Directions for this task
Repeat all of the data precisely.

Entries
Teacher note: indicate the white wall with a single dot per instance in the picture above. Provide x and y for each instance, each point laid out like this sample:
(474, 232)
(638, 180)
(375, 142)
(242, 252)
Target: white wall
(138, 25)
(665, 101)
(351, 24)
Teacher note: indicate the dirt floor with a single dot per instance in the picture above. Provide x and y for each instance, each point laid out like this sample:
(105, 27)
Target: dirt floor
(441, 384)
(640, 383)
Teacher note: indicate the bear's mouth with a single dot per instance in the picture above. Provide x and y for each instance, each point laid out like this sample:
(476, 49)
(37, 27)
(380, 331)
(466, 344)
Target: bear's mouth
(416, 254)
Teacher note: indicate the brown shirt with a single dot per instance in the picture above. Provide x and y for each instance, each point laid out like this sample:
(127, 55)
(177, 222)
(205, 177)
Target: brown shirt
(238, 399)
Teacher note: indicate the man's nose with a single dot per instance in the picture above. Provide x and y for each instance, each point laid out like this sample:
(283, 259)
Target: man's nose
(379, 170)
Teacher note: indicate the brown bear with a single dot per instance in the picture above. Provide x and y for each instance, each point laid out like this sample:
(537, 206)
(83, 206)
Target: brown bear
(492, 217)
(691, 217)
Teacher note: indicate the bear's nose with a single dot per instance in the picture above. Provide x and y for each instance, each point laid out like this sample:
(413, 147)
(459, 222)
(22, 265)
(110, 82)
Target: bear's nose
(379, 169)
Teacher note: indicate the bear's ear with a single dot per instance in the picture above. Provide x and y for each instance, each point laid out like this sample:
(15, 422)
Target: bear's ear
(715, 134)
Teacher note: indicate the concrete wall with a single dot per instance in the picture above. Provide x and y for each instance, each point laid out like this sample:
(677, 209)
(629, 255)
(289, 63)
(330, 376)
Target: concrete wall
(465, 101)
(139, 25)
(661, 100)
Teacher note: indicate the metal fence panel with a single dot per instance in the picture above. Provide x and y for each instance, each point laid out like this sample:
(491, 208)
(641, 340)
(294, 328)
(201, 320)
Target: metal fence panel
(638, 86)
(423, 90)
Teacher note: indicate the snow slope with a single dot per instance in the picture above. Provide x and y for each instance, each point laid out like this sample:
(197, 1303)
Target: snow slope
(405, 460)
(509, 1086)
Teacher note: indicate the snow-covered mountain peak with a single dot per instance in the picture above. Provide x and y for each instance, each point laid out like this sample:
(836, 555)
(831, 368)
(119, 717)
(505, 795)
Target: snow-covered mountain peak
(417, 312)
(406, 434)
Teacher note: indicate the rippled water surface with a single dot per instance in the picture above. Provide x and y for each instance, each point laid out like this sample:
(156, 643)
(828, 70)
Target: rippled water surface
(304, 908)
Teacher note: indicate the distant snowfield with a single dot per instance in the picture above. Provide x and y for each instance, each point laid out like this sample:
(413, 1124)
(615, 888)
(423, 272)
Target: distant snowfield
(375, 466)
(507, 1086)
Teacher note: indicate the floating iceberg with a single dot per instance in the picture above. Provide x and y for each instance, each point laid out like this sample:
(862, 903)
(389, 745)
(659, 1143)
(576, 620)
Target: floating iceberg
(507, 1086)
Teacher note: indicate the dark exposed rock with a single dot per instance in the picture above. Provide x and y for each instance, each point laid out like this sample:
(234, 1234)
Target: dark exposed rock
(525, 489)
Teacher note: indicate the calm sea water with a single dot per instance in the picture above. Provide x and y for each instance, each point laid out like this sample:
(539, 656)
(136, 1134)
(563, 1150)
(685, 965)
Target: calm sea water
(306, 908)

Reply to the task
Teacher note: indicate the white wall with a single dot per instance in the picture above. Provide x and y for each instance, each point laid out like this sample:
(474, 232)
(638, 180)
(375, 142)
(242, 252)
Target: white wall
(138, 25)
(665, 101)
(351, 24)
Teacher note: indicate the dirt floor with a single dot per instance in the picture above. Provide x and y for each instance, each point laid out like this sample:
(105, 27)
Target: dirt floor
(441, 384)
(640, 383)
Teacher note: indicate the bear's mouth with a single dot per instance in the picture above. Provide x and y for each instance, each point laid out like this sample:
(476, 49)
(37, 27)
(380, 331)
(466, 344)
Target: bear's mouth
(416, 254)
Teacher note: indicate the brown shirt with a single dot per instance in the picture above. Provide x and y for each instance, each point laid out like this sample:
(127, 55)
(177, 222)
(205, 177)
Target: brown shirt
(238, 399)
Teacher note: indicate the man's nose with a single dot per instance in the picture above. Provide x and y for each instance, each point laid out like this sample:
(283, 259)
Target: man's nose
(379, 170)
Teacher note: indicate the brown bear with a single dot per instance in the picture above. Provide x and y for each instance, each point laid out like this sample:
(537, 206)
(83, 206)
Target: brown bear
(492, 217)
(691, 217)
Teacher note: indicate the bear's nose with a single dot per instance in the picture above. Provide x and y for each instance, each point laid out like this sample:
(413, 147)
(459, 222)
(22, 265)
(110, 82)
Target: bear's nose
(379, 169)
Teacher note: indicate the bear's ear with a single dot per instance in the picture above. Provide x and y for each instance, each point laid out like this sample:
(15, 422)
Target: bear's ear
(715, 134)
Teacher note: indicate the concrete wall with a single dot per instance in the picture above. Provide x and y for each instance, each point laid out like this sample:
(677, 209)
(629, 255)
(289, 63)
(330, 376)
Target: concrete wall
(465, 101)
(139, 25)
(661, 100)
Teacher note: indicate the metal fence panel with a single dot per instance in the picture above. Provide x and y for each instance, each point laid out like this sample:
(491, 208)
(641, 340)
(294, 328)
(201, 320)
Target: metal fence panel
(638, 86)
(423, 90)
Teacher note: indicate the snow slope with a single dot per instance in the picture above. Provide x and y for each instance, each point laid out like this sample:
(197, 1303)
Target: snow slope
(405, 460)
(509, 1086)
Teacher note: indicate the snow-covered mountain peak with a single dot per instance in the picture above. Provide x and y for each instance, each point laid out like this sample:
(836, 555)
(831, 368)
(119, 717)
(505, 795)
Target: snow-covered mountain peak
(417, 312)
(406, 434)
Teacher note: indicate the rippled water surface with a single dot per instance in the picture above. Provide x and y for each instance, each point laid out like this sample:
(156, 643)
(828, 70)
Target: rippled water surface
(304, 908)
Teacher note: indicate the distant snowfield with a single dot per instance in the picture above. Provide x and y for each instance, each point laid out like this sample:
(413, 1124)
(615, 888)
(423, 272)
Target: distant snowfield
(375, 466)
(507, 1086)
Teacher note: indicate the floating iceberg with a single dot per instance in the picture above. Provide x and y for each instance, each point laid out like this sample:
(862, 903)
(389, 745)
(659, 1143)
(576, 620)
Target: floating iceberg
(507, 1086)
Teacher note: indicate the dark exposed rock with a single dot per instance in the picture above. Provide x and y for each instance, each point laid out like this sample:
(234, 1234)
Target: dark exposed rock
(525, 489)
Teacher note: indicate the calm sea water with a single dot per instance in the picture above. Provide x and y for each instance, each point laid out like this sample:
(539, 656)
(136, 1134)
(563, 1150)
(685, 965)
Target: calm sea water
(306, 908)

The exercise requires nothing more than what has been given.